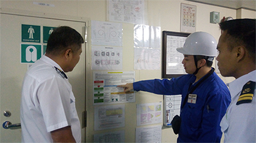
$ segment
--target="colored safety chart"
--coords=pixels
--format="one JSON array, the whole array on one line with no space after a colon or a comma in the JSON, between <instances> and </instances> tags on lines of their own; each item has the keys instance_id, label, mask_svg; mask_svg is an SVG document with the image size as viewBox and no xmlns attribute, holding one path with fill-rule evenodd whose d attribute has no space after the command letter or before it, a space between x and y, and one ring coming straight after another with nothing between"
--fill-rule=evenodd
<instances>
[{"instance_id":1,"label":"colored safety chart","mask_svg":"<svg viewBox=\"0 0 256 143\"><path fill-rule=\"evenodd\" d=\"M135 81L134 71L95 71L93 74L94 105L135 102L133 91L124 92L124 85Z\"/></svg>"},{"instance_id":2,"label":"colored safety chart","mask_svg":"<svg viewBox=\"0 0 256 143\"><path fill-rule=\"evenodd\" d=\"M137 105L137 126L162 122L162 102Z\"/></svg>"},{"instance_id":3,"label":"colored safety chart","mask_svg":"<svg viewBox=\"0 0 256 143\"><path fill-rule=\"evenodd\" d=\"M123 48L92 45L92 69L123 69Z\"/></svg>"}]
</instances>

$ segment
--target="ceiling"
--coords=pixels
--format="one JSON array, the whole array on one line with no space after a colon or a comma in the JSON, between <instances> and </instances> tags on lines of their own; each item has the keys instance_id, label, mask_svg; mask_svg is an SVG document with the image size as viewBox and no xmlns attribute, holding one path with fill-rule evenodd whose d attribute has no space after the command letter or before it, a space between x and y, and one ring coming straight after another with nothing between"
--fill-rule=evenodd
<instances>
[{"instance_id":1,"label":"ceiling","mask_svg":"<svg viewBox=\"0 0 256 143\"><path fill-rule=\"evenodd\" d=\"M232 9L240 8L256 11L255 0L187 0Z\"/></svg>"}]
</instances>

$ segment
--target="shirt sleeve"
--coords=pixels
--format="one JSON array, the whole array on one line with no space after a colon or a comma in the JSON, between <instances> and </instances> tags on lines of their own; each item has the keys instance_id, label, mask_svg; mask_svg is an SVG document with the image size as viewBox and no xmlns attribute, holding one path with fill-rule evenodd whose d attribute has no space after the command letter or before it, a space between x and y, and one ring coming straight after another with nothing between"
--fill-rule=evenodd
<instances>
[{"instance_id":1,"label":"shirt sleeve","mask_svg":"<svg viewBox=\"0 0 256 143\"><path fill-rule=\"evenodd\" d=\"M67 82L54 76L38 88L38 98L48 132L71 125L72 111Z\"/></svg>"}]
</instances>

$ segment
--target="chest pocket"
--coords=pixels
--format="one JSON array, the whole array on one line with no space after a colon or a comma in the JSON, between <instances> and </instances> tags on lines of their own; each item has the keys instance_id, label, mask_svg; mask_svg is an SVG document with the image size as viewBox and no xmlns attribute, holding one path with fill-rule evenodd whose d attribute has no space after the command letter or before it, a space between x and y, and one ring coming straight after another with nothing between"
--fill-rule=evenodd
<instances>
[{"instance_id":1,"label":"chest pocket","mask_svg":"<svg viewBox=\"0 0 256 143\"><path fill-rule=\"evenodd\" d=\"M200 127L202 120L203 101L199 96L196 98L196 103L187 103L186 118L190 126L196 130Z\"/></svg>"}]
</instances>

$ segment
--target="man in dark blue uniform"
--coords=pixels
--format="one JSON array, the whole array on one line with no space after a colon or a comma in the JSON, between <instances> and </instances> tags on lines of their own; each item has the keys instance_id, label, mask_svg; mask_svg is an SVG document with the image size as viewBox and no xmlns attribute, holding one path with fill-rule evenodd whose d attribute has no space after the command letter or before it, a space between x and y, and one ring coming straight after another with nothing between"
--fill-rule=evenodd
◇ ◇ ◇ ◇
## What you need to do
Return every line of the data that contains the string "target".

## Result of this task
--target="colored safety chart"
--target="ceiling"
--target="shirt sleeve"
--target="chest pocket"
--target="man in dark blue uniform"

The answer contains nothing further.